▶ _Task description_: Copy out, word for word, every line from the one containing "Note: point to every instance of the plastic" down to the one containing "x=189, y=163", both included.

[Pointing dataset records]
====
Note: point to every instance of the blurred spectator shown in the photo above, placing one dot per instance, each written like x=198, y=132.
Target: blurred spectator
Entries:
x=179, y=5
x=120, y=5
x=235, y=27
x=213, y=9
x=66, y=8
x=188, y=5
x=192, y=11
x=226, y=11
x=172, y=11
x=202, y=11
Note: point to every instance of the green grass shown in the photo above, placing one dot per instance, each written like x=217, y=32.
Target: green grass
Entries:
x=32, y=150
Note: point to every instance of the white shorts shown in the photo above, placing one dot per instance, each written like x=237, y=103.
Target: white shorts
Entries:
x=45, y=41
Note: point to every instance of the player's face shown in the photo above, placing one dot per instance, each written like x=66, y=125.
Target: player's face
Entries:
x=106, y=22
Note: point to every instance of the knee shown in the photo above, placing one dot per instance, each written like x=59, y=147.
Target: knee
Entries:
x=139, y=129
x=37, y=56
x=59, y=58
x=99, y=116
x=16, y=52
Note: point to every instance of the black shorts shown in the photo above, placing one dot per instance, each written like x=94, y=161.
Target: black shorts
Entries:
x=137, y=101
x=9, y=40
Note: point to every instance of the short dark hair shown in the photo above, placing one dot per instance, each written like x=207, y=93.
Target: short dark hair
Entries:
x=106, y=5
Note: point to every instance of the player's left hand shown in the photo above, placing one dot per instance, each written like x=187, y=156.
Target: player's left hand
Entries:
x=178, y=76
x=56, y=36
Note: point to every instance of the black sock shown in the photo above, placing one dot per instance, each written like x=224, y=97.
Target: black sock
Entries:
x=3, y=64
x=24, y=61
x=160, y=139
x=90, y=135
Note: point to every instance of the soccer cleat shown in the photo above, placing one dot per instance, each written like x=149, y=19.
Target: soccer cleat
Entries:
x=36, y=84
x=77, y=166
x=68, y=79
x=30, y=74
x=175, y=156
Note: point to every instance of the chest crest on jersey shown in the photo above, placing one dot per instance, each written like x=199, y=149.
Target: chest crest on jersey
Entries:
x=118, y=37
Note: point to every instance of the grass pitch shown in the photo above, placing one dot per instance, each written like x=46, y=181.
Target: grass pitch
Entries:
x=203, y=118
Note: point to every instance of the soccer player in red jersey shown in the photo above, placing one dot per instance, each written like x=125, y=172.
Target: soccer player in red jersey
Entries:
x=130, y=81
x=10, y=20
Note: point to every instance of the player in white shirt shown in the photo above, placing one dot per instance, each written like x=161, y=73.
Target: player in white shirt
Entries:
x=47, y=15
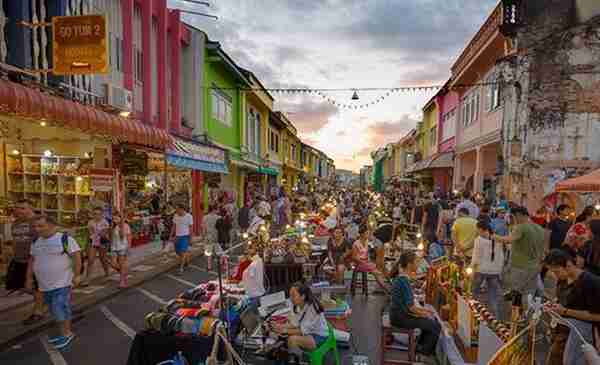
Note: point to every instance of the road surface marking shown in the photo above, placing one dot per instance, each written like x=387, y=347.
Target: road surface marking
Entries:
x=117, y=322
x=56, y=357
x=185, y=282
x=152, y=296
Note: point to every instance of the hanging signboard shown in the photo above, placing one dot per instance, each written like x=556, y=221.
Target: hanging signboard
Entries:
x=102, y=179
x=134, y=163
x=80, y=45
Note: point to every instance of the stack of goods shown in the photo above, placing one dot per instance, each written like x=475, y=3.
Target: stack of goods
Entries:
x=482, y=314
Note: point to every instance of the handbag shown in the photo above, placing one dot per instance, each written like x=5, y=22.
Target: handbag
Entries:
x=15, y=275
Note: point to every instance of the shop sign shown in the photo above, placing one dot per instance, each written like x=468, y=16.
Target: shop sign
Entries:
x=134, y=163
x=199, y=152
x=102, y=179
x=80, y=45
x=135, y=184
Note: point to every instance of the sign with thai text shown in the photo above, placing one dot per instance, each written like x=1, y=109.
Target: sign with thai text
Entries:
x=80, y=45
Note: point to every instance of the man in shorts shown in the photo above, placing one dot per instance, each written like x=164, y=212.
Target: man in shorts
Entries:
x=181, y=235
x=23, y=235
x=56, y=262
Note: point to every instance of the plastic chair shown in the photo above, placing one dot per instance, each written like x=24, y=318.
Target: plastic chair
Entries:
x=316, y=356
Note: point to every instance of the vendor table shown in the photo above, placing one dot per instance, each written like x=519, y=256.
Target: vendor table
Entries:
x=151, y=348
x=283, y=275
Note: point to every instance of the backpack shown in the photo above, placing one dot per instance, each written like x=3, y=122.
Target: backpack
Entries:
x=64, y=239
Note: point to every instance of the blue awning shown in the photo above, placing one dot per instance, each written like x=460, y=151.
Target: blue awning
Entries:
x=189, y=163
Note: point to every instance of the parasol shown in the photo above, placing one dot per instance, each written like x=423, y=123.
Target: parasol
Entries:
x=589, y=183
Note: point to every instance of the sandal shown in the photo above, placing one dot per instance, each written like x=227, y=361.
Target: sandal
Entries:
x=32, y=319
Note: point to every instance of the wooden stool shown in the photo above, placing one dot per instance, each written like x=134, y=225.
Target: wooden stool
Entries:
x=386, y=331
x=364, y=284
====
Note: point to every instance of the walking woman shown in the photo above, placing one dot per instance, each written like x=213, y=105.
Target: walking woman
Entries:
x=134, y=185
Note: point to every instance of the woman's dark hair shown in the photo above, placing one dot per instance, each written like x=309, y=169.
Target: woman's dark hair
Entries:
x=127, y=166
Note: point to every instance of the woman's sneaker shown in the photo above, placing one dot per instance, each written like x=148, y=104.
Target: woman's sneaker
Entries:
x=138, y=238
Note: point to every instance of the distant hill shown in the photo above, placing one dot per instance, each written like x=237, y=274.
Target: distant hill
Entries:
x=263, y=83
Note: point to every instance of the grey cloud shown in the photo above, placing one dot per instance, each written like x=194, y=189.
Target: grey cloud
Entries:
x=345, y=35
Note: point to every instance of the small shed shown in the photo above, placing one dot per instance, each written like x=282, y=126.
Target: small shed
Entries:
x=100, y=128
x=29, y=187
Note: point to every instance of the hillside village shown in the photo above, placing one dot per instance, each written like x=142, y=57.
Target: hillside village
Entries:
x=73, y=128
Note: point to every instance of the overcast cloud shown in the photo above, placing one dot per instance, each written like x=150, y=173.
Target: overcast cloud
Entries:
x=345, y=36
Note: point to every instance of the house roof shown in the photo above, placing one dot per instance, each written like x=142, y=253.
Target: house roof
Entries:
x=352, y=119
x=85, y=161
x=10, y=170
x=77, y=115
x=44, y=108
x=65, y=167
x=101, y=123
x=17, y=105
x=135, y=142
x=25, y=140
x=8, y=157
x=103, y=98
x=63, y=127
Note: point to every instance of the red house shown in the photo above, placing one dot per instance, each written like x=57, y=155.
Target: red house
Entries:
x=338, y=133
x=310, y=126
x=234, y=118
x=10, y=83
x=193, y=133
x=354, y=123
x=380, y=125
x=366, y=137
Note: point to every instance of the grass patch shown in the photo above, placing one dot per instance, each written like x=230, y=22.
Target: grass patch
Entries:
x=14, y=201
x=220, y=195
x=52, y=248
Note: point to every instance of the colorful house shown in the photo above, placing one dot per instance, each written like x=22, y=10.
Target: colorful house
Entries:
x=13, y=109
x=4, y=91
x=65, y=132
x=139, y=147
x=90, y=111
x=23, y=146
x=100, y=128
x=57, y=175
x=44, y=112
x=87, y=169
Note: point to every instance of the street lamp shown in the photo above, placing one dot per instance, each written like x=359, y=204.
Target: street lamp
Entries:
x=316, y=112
====
▶ _Problem solution_:
Note: point to every instance of the plastic chair shown in the photo above, placing one dot per instance, each written like x=24, y=318.
Target: plastic chair
Entries:
x=316, y=356
Note: point to every instance of the vendor table shown in the photo above, placing one dot per instance, each written like x=519, y=256.
Target: vendor table
Entries:
x=151, y=348
x=283, y=275
Note: point to every instance of the backpack shown in the photo above, placing one dot per instance, each written like x=3, y=122.
Target: backpack
Entries:
x=64, y=239
Note: point to every instance of the blue awning shown in the photo above, placing one dot per instance, each written like x=460, y=151.
Target: blue awning
Entries:
x=189, y=163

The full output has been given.